Information supplied:
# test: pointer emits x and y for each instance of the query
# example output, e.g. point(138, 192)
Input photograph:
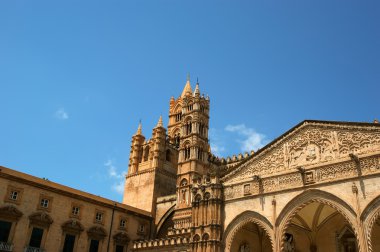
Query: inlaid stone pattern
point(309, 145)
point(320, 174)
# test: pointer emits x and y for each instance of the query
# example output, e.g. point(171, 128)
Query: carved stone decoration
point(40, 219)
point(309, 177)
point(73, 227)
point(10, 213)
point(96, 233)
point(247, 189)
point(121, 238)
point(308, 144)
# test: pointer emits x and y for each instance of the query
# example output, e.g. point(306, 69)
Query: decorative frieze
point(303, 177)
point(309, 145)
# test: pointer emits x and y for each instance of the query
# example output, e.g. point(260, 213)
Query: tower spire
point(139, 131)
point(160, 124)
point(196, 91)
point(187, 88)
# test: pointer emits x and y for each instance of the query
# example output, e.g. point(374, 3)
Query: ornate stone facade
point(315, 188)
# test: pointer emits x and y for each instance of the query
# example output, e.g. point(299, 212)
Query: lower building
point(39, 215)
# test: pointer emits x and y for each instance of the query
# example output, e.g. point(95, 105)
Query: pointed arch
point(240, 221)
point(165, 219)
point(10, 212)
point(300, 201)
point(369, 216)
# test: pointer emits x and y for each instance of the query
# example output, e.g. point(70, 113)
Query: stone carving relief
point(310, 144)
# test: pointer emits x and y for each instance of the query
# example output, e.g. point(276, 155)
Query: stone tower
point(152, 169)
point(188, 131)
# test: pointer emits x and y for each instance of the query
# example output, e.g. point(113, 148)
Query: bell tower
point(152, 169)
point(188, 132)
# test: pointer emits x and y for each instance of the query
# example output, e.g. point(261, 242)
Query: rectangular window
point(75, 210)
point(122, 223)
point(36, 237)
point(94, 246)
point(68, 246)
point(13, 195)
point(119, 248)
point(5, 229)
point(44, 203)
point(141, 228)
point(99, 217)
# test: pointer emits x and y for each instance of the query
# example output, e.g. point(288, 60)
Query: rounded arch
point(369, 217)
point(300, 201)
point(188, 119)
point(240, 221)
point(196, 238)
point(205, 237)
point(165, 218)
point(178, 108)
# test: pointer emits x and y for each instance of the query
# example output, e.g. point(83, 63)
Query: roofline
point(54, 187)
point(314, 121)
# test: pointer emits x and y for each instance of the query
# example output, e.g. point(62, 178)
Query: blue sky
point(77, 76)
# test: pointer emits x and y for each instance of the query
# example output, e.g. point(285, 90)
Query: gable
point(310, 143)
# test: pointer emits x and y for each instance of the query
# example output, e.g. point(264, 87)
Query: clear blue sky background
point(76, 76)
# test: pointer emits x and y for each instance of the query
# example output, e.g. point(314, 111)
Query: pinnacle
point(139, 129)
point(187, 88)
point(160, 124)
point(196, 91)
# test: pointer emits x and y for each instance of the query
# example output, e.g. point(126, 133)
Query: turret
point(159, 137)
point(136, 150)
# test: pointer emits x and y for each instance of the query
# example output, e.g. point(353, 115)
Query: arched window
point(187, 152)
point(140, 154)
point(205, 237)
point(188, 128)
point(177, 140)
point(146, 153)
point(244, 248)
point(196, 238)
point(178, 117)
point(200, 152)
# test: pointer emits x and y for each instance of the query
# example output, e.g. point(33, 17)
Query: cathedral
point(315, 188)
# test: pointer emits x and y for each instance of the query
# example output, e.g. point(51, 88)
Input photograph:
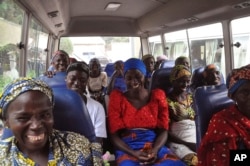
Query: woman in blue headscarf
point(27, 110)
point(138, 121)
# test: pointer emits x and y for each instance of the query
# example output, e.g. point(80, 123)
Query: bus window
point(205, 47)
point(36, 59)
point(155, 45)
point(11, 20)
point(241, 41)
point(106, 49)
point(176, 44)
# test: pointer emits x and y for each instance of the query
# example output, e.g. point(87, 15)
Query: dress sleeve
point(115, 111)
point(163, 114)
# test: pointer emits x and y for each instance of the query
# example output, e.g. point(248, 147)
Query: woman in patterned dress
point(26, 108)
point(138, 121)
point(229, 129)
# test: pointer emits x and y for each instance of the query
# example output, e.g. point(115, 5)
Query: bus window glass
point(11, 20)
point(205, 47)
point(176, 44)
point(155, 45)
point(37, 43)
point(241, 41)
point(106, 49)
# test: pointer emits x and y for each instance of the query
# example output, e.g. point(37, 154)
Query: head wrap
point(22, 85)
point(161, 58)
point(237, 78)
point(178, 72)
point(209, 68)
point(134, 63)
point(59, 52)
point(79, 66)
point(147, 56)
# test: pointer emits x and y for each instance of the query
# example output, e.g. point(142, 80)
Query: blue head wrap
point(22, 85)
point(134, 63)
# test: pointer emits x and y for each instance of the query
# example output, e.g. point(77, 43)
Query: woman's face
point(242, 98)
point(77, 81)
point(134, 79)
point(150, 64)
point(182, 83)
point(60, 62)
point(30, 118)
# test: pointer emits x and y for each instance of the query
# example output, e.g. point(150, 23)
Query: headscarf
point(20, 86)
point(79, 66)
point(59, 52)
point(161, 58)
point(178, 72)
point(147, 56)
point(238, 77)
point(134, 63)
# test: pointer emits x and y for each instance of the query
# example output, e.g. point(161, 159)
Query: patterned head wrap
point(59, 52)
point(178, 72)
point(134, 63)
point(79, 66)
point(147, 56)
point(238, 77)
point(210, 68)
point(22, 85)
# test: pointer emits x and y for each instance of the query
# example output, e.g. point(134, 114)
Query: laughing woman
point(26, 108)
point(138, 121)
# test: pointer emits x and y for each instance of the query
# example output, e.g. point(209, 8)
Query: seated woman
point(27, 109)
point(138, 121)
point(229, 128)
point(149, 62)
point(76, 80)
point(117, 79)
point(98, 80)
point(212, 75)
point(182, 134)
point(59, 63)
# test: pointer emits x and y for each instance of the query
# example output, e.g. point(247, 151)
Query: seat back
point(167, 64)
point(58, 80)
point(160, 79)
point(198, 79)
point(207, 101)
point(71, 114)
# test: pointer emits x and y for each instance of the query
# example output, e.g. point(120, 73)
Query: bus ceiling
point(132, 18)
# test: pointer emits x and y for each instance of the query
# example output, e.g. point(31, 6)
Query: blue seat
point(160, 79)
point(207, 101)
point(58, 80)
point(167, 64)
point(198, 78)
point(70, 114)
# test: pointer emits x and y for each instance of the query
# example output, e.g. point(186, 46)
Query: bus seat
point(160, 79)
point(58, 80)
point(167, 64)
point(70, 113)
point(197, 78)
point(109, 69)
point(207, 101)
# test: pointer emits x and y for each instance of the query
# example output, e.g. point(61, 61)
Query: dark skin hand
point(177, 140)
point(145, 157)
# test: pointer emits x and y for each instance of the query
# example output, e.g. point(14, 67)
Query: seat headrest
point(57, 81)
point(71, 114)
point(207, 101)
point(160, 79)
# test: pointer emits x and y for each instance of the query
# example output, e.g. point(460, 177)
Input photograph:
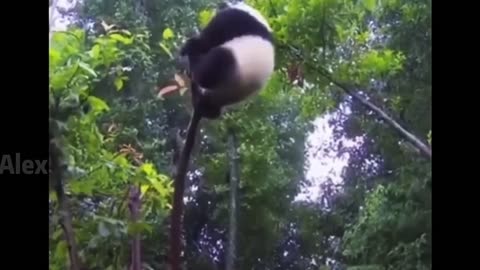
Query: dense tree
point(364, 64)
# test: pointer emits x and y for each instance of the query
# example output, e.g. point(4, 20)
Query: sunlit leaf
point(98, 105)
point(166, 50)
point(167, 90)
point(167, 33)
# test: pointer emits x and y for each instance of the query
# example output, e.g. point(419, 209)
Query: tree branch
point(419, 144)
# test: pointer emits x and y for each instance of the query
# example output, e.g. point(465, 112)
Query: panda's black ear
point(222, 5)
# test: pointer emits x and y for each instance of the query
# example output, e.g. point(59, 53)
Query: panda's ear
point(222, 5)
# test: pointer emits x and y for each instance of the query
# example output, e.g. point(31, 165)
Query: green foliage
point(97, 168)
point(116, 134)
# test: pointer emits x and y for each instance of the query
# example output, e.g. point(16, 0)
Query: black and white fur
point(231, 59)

Task requirements:
Restate the data word for word without pictures.

Written solution:
# test: pointer emits x and y for each instance of the query
# example output, e.g. point(138, 192)
Input photograph:
Query: inlaid stone pattern
point(309, 145)
point(320, 174)
# test: pointer emits x and y for each instance of the query
# example output, e.g. point(171, 128)
Query: carved stone decoration
point(40, 219)
point(309, 177)
point(73, 227)
point(10, 213)
point(96, 233)
point(247, 189)
point(121, 238)
point(308, 144)
# test: pointer emits x and y for each instance of the query
# example output, e.g. point(306, 69)
Query: decorative frieze
point(303, 177)
point(309, 145)
# test: pointer emits x and y for each instance of the query
# example output, e.g. point(260, 213)
Query: tower spire
point(139, 131)
point(160, 124)
point(196, 91)
point(187, 88)
# test: pointer emits x and y for each instance of the query
# example output, e.g. point(374, 3)
Query: ornate stone facade
point(315, 188)
# test: pointer emits x and y for each instance of the query
# example output, e.g. point(299, 212)
Query: lower building
point(39, 215)
# test: pointer emits x and y for each instance of the query
# example output, e.g. point(95, 105)
Query: pointed arch
point(240, 221)
point(165, 219)
point(10, 212)
point(300, 201)
point(369, 216)
# test: pointer emits x and y for each instance of the query
# example output, e.g. point(70, 113)
Query: stone carving relief
point(310, 144)
# test: pointer emits x and y for each instance of the query
# example output, e.g. point(276, 155)
Query: stone tower
point(152, 169)
point(188, 131)
# test: pointer emits x and y for each instance of the query
# example output, e.g. point(113, 148)
Query: bell tower
point(152, 169)
point(188, 132)
# test: pointer emits x and y for each instance of the query
# example output, e.g. point(261, 242)
Query: rectangular window
point(75, 210)
point(122, 223)
point(36, 237)
point(94, 246)
point(68, 246)
point(13, 195)
point(119, 248)
point(5, 229)
point(44, 203)
point(141, 228)
point(99, 217)
# test: pointer emits x and y for each instance of the query
# example output, e.g. point(288, 60)
Query: rounded arch
point(369, 217)
point(300, 201)
point(188, 119)
point(240, 221)
point(196, 238)
point(205, 237)
point(165, 218)
point(178, 108)
# test: pointer emits x and y for each instance of the query
# example output, e.g. point(83, 63)
Query: roofline
point(54, 187)
point(314, 121)
# test: pointer emits x and y for each instance of the query
# example output, e.g. point(62, 178)
Query: blue sky
point(77, 76)
# test: pointer emits x and y for each instance of the query
# example output, e.g. point(285, 90)
Query: gable
point(310, 143)
# test: pointer emits x and y for each instance of the query
# example output, e.g. point(264, 87)
Query: clear blue sky background
point(76, 76)
# test: pointer emits x and y for each instance of the query
# example output, e.g. point(314, 111)
Query: pinnacle
point(139, 129)
point(187, 88)
point(160, 124)
point(196, 91)
# test: pointer emits x and y for each instance of the query
# example output, e.g. point(126, 133)
Query: turret
point(159, 137)
point(136, 150)
# test: pointer emits x and y for each instance of the query
# example output, e.g. point(353, 115)
Query: arched window
point(187, 152)
point(140, 154)
point(205, 237)
point(188, 128)
point(177, 140)
point(146, 153)
point(244, 248)
point(196, 238)
point(178, 117)
point(200, 152)
# test: pointer emits x and y for each instance of the query
# example output, e.g. point(33, 17)
Query: cathedral
point(315, 188)
# test: pointer emits x and y for each instance of the query
# example output, e.g. point(51, 88)
Input photograph:
Query: woman in blue headscarf
point(27, 110)
point(138, 121)
# test: pointer emits x and y for each instance of the query
# example output, e.g. point(80, 123)
Query: bus window
point(205, 47)
point(36, 59)
point(155, 45)
point(11, 20)
point(241, 41)
point(106, 49)
point(176, 44)
# test: pointer emits x and y for each instance of the query
# example output, e.g. point(87, 15)
Query: dress sleeve
point(115, 111)
point(163, 114)
# test: pointer emits x and y for each instance of the query
# example output, e.g. point(248, 147)
Query: woman in patterned dress
point(26, 108)
point(138, 121)
point(229, 129)
# test: pointer emits x and y for each instance of the query
# example output, e.g. point(115, 5)
Query: bus window glass
point(11, 20)
point(205, 47)
point(176, 44)
point(155, 45)
point(37, 43)
point(241, 41)
point(106, 49)
# test: pointer emits x and y for each instance of the query
# example output, e.g. point(37, 154)
Query: head wrap
point(22, 85)
point(161, 58)
point(237, 78)
point(178, 72)
point(209, 68)
point(134, 63)
point(59, 52)
point(79, 66)
point(147, 56)
# test: pointer emits x and y for each instance of the query
# example output, e.g. point(142, 80)
Query: blue head wrap
point(22, 85)
point(134, 63)
# test: pointer emits x and y for each instance of the query
# example output, e.g. point(77, 43)
Query: woman's face
point(242, 98)
point(77, 81)
point(134, 79)
point(150, 64)
point(182, 83)
point(60, 62)
point(30, 118)
# test: pointer emits x and y for each instance of the query
# example output, e.g. point(150, 23)
Query: headscarf
point(20, 86)
point(79, 66)
point(59, 52)
point(161, 58)
point(178, 72)
point(147, 56)
point(238, 77)
point(134, 63)
# test: pointer emits x and y for each instance of the query
# example output, e.g. point(161, 159)
Query: patterned head wrap
point(59, 52)
point(178, 72)
point(134, 63)
point(79, 66)
point(147, 56)
point(238, 77)
point(210, 68)
point(22, 85)
# test: pointer emits x and y for each instance of the query
# example output, e.g. point(134, 114)
Query: laughing woman
point(26, 108)
point(138, 121)
# test: pointer emits x and y for each instance of the query
# example output, e.g. point(209, 8)
Query: seated woman
point(27, 109)
point(138, 121)
point(229, 128)
point(149, 62)
point(76, 80)
point(117, 79)
point(98, 80)
point(212, 75)
point(182, 134)
point(59, 63)
# test: pointer emits x and y for each instance of the query
# example output, e.g. point(247, 151)
Query: seat back
point(167, 64)
point(58, 80)
point(160, 79)
point(198, 79)
point(207, 101)
point(71, 114)
# test: pointer emits x and y for each instance of the query
# example output, e.g. point(120, 73)
Query: bus ceiling
point(132, 18)
# test: pointer emits x and y for each instance of the query
# example output, e.g. point(31, 6)
Query: blue seat
point(160, 79)
point(207, 101)
point(58, 80)
point(167, 64)
point(198, 78)
point(70, 114)
# test: pointer emits x and y for each instance of the query
# example output, e.g. point(186, 46)
Query: bus seat
point(160, 79)
point(58, 80)
point(167, 64)
point(70, 113)
point(197, 78)
point(109, 69)
point(207, 101)
# test: pointer emits x and y for each instance of the query
# example output, e.g. point(61, 61)
Query: dark skin hand
point(177, 140)
point(145, 157)
# test: pointer emits x and y for each instance of the query
# example output, e.g. point(14, 67)
Query: seat headrest
point(57, 81)
point(71, 114)
point(207, 101)
point(160, 79)
# test: pointer emits x and y for each instance of the query
# example output, e.g. point(460, 177)
Input photograph:
Query: dense tree
point(364, 64)
# test: pointer emits x and y for each instance of the query
# example output, e.g. point(4, 20)
Query: sunlit leaf
point(98, 105)
point(166, 50)
point(167, 90)
point(167, 33)
# test: pointer emits x and y for each instance of the query
# example output, e.g. point(419, 209)
Query: tree branch
point(419, 144)
# test: pointer emits x and y for each instance of the query
# example output, e.g. point(465, 112)
Query: panda's black ear
point(222, 5)
# test: pointer emits x and y for each instance of the query
# example output, e.g. point(59, 53)
Query: panda's ear
point(222, 5)
# test: pointer emits x and y for each instance of the query
# example output, e.g. point(31, 165)
Query: green foliage
point(97, 168)
point(116, 134)
# test: pointer emits x and y for each instance of the query
# example output, e.g. point(16, 0)
Query: black and white fur
point(231, 59)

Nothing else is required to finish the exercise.